**JOB:**
Please filter the records below, copying out every line that contains the word "green".

**INFORMATION PROVIDED:**
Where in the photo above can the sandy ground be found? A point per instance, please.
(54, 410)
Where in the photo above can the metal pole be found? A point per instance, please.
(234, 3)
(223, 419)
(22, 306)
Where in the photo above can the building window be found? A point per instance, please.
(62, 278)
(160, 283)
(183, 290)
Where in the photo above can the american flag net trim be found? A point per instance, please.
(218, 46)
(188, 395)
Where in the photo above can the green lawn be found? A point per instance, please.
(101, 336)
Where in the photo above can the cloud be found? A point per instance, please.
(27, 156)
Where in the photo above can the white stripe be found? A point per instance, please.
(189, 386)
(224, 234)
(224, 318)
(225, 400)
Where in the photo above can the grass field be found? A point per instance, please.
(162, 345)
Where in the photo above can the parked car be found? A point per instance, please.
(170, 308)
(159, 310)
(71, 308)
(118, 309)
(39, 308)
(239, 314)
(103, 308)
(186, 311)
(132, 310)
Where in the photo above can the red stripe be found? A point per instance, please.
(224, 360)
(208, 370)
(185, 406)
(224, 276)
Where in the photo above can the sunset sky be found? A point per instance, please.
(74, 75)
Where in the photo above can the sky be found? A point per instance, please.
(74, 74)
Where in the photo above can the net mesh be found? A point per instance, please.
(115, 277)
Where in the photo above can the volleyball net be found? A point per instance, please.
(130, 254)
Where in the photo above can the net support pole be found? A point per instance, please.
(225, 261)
* * *
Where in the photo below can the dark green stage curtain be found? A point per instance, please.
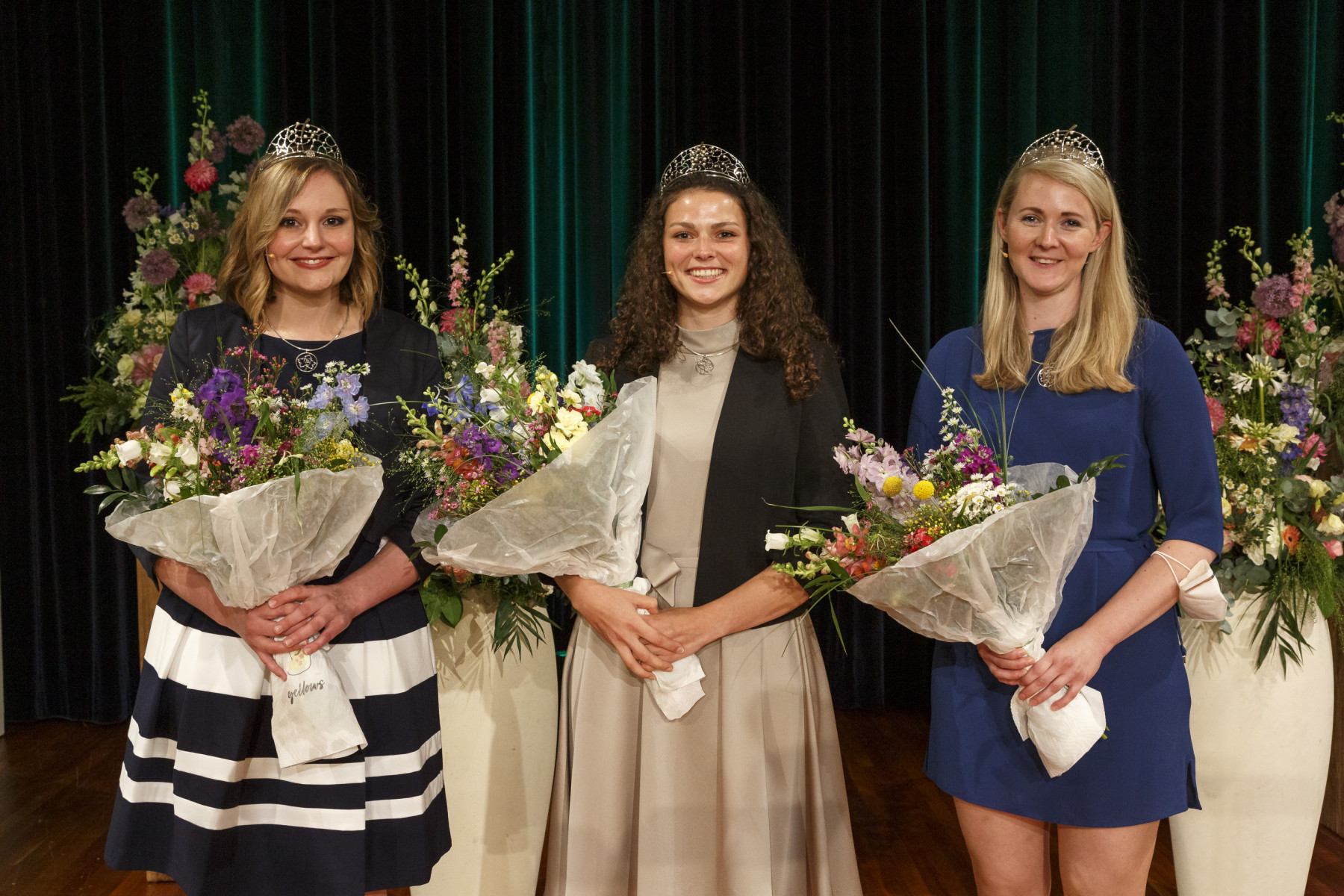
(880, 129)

**THE COMPLETED TASK:**
Where in the photo above can the green lawn be found? A point per instance, please.
Where in the photo below can the dark green stage curtain be found? A point per instance, please.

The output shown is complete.